━━ Document passage

Peter Clark obituary

Remembering a long-time supporter of the class

It is with great sadness that we learned that long time Flying Fifteen sailor Peter Clark passed away in May of this year. We understand Peter had been ill for some time. Older members will remember Peter as a very enthusiastic supporter of the class, who regularly trailed his boat many miles all over the country to open meetings and championships. The lime green Copeland FF1333 ‘Anaconda’ was a familiar sight and Peter, with his long-time crew Christopher Thompson will be remembered by many.


Peter was an active member in the days before Fifteens became a more or less ‘off the shelf’ type of product that they are today, and owners messed around to a greater or lesser extent with both structural, cockpit and control layouts. Peter was certainly in this category ‘Anaconda’ and underwent many modifications, including Peter glassing extra foam under the forward hull to try and upgrade her hull shape in line with more modern boats. Peter was also free with his knowledge and many will remember his famous Flying Fifteen tuning guide, the text interspersed with many drawings and unfathomable calculations. In fact, a lot of it was unfathomable, as Peter’s enthusiasm ran ahead of his grammatical accuracy, but if you got what he was saying, the knowledge was true and deep.


Peter was a former navigating officer in the Merchant Navy before setting up his own business just outside, Hull, which he ran until he retired. A long-time member of Humber Yawl Yacht club, ‘Anaconda’ lived in a mud berth in the Yacht Club’s creek at South Cave during the season and Peter kindly invited me to sail with him for an evening race many years ago. I remember walking down the very narrow and rickety walkways to the berth and waiting until the tide rose enough for the boat to lift her keel from the suction of the mud into which she had settled. Peter then climbed aboard and walked all round her with a long brush to scrub all the mud off, before we set off down the creek under jib only where, at the point the creek turned right into the river, Peter sailed ‘Anaconda’ gently into the reeds so we could raise the main, before pushing off and entering the river under full sail on the flood tide. The Humber under full flood is an impressive place to sail, the water filthy with mud and very fast flowing. Peter demonstrated his expert knowledge and we had a very enjoyable race in a good breeze, heading upriver. The course was in fact so long, that at one point Peter dived under the stern deck and produced a chart, just to confirm the position of the leeward buoy, it was so far inland. We then had a very long beat back, short tacking against the shore to avoid the worst of the current’s power. All the time, Peter chatted away happily, talking about the boat, his modifications and life in general. Although we met many times at open meetings, this was the only time I spent talking to him for a significant period, and I was left with the impression of a hugely knowledgeable, gentle and enthusiastic man, passionate about Fifteens and who was not afraid to experiment and put his ideas to the test.

━━━━

> [Exercise instructions] Reproduce, word for word, the portion of the obituary starting with "It is with great" and going on through "remembered by many.".

━━ Data provided

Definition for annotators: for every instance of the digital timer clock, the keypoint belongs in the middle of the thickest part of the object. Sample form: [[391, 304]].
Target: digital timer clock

━━━━

> [Completed task]
It is with great sadness that we learned that long time Flying Fifteen sailor Peter Clark passed away in May of this year. We understand Peter had been ill for some time. Older members will remember Peter as a very enthusiastic supporter of the class, who regularly trailed his boat many miles all over the country to open meetings and championships. The lime green Copeland FF1333 ‘Anaconda’ was a familiar sight and Peter, with his long-time crew Christopher Thompson will be remembered by many.